**PAGE EXCERPT**.
....
The Minister of Information and Culture, Lai Mohammed, last week announced the government’s decision to sanction Trust TV and BBC Africa Eye over their documentaries exposing the activities of the bandits and how they are making life unbearable for Nigerians.
Amedia rights advocacy centre, the International Press Centre (IPC) has condemned in the strongest term, the imposition of N5 million fine on Trust TV by the Nigerian government over the documentary on terrorists and their activities in the Northern region of the country.
The Nigerian Minister of Information and Culture, Lai Mohammed, last week announced the government’s decision to sanction Trust TV and BBC Africa Eye over their documentaries exposing the activities of the bandits and how they are making life unbearable for Nigerians.
The minister had accused the two media organisations of promoting terrorism in Nigeria through the documentaries. He vowed that “They will not get away with it, appropriate sanctions will be meted to both the BBC and the Trust TV.”
In fulfilment of the minister’s statement, the Nigerian government imposed a fine of N5 million on Trust TV, Multichoice, TSTV and NTA-Startimes.
But reacting to the development, the International Press Centre in a statement by its Press Freedom Officer, Melody Lawal, said it is miffed that the National Broadcasting Commission (NBC) could slam such a hefty fine on Trust TV broadcasting the documentary.
According to the IPC, the imposition of the fine contained in a letter dated August 3, 2022, to the Chief Executive Officer of Trust TV Network Limited by the Director General of NBC, Balarabe Shehu Ilelah is “arbitrary.”
The IPC, therefore, warned the Nigerian Government “to refrain from constituting itself to the accuser, the prosecutor and the judge in its own case.”
“IPC is dismayed that the Federal Government through the NBC has shamefully done that, forgetting that in a democracy the basic tenets of the rule of law cannot be trampled upon as it suits the whims and caprices of those in the corridors of power.
....
**DATA TO EXAMINE**.
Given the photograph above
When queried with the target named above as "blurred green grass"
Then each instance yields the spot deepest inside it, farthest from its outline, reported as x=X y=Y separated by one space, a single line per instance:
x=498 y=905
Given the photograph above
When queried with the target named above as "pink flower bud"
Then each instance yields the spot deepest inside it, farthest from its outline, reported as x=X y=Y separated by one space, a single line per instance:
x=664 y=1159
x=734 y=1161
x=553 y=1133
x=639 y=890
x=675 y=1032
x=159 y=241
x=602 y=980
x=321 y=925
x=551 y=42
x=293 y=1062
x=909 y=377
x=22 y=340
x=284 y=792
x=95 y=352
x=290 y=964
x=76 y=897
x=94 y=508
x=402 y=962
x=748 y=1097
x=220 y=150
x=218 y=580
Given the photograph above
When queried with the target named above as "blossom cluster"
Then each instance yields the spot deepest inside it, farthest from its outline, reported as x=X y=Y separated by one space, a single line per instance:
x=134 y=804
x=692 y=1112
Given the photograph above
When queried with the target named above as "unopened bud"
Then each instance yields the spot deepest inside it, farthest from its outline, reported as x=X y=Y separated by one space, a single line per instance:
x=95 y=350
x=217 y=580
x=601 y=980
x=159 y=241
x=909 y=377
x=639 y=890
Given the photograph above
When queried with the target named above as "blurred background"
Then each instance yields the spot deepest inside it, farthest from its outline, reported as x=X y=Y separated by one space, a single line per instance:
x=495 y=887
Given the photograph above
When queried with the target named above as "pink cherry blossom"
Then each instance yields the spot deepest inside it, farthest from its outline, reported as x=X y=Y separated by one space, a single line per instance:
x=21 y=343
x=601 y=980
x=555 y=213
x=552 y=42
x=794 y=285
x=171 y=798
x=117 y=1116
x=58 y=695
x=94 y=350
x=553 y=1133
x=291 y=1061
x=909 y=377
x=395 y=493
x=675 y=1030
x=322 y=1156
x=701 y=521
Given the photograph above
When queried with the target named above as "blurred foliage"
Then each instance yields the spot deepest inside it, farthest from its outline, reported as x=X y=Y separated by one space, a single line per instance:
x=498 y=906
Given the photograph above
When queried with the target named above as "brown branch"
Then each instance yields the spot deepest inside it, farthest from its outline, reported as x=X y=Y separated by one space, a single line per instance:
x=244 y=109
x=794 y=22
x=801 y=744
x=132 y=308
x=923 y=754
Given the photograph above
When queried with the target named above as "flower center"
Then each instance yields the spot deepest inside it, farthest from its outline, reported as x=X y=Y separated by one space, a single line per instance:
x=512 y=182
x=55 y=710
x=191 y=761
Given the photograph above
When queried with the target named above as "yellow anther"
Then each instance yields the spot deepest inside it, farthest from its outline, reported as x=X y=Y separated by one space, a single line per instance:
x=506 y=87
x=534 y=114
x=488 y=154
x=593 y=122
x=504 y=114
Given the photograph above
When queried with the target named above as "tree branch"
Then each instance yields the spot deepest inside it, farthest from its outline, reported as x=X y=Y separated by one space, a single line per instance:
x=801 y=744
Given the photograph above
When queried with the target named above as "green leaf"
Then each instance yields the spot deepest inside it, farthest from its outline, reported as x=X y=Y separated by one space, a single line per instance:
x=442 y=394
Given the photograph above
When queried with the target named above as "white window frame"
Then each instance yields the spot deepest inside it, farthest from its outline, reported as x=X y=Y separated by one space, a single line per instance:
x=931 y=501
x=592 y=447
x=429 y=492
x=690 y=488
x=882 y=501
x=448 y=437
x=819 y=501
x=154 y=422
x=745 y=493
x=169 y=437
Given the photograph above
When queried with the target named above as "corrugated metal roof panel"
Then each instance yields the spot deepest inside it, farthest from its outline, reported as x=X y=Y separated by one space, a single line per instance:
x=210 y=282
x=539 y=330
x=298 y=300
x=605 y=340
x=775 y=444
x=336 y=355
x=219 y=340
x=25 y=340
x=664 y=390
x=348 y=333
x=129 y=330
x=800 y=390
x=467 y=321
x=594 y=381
....
**TASK OBJECTIVE**. Can you reproduce the passage of the Trust TV fine article word for word, starting at "But reacting to" and ending at "broadcasting the documentary."?

**SOLVED EXERCISE**.
But reacting to the development, the International Press Centre in a statement by its Press Freedom Officer, Melody Lawal, said it is miffed that the National Broadcasting Commission (NBC) could slam such a hefty fine on Trust TV broadcasting the documentary.